__Exercise__
Output the entries below so that they read exactly as they do now.
*** Stored data ***
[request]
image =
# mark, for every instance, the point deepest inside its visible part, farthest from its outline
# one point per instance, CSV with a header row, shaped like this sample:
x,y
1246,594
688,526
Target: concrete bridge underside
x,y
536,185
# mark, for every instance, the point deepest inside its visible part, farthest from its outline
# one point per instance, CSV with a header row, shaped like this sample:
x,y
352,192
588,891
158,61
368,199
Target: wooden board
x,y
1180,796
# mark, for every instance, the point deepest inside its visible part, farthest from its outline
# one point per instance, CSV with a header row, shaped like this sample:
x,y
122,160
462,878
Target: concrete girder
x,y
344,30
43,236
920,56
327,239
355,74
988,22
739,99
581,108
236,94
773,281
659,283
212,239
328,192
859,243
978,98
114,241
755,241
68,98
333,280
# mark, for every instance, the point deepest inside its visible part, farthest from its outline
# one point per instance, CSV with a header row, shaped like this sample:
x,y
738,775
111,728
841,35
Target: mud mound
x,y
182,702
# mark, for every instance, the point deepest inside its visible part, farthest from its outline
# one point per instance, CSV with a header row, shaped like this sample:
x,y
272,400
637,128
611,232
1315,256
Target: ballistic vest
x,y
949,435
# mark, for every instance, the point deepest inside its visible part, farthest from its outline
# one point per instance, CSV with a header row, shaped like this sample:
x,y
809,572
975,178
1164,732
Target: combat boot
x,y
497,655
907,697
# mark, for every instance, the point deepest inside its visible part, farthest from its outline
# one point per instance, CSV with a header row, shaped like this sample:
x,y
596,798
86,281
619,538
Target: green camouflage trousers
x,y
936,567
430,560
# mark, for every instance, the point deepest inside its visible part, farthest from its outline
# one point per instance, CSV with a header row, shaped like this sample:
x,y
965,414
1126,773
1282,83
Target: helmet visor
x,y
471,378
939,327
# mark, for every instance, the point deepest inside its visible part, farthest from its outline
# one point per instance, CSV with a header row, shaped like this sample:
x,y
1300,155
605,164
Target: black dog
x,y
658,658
***
__Problem solution__
[request]
image =
# mark, for every instance, the point deepest inside its visible part, farthest from its outline
# one point per instance, CSV with a header row, shaped like this sample:
x,y
1246,594
688,526
Target: concrete bridge underside
x,y
536,185
# mark, for every instance, the point deepest inside its visible part, farthest from its outline
# one point per instance, CSV with a header row, shaped like this sample:
x,y
352,192
588,891
158,61
368,199
Target: wooden board
x,y
1180,796
# mark, for every instance, the point deepest inside its visible part, farthest from its outline
# one point per instance, CSV with a header row, shaped like this sample:
x,y
122,160
462,878
Target: concrete girder
x,y
344,30
43,236
920,56
327,239
355,74
988,22
739,99
581,108
236,94
773,281
659,283
212,239
328,192
859,243
978,98
114,241
755,241
68,98
333,280
# mark, for every instance, the point deepest inside its visible part, farthest from its outline
# one point per instance, CSV with a header row, shaped like this sample:
x,y
738,775
111,728
841,35
Target: mud mound
x,y
182,702
# mark, for every instance, the point deepest inside its visible part, farthest from its outline
# one point per instance, CSV with a header row, shaped like this sample:
x,y
272,400
637,128
611,232
1315,256
Target: ballistic vest
x,y
949,435
# mark, for every instance, the point deepest inside its visible part, farthest from its outline
# one point per instance, CSV with a header row, shaped like this sample:
x,y
809,572
975,178
1164,732
Target: combat boot
x,y
497,655
907,697
# mark, for every instance, the point deepest inside its visible part, farthest from its outline
# one point per instance, CSV with a header row, shaped like this sample:
x,y
596,798
86,281
619,538
Target: green camouflage trousers
x,y
936,567
430,560
# mark, for every instance, the point deepest inside its visible part, farthest from its outline
# one point per instance, CSV with a header row, shaped like this sample:
x,y
965,414
1126,773
1282,83
Target: helmet visor
x,y
471,378
939,327
# mark, for every instance, the point deepest inside its visible part, farthest from its outline
# one point per instance, CSV with a header row, shaped like this sample:
x,y
1300,155
605,164
Target: black dog
x,y
658,658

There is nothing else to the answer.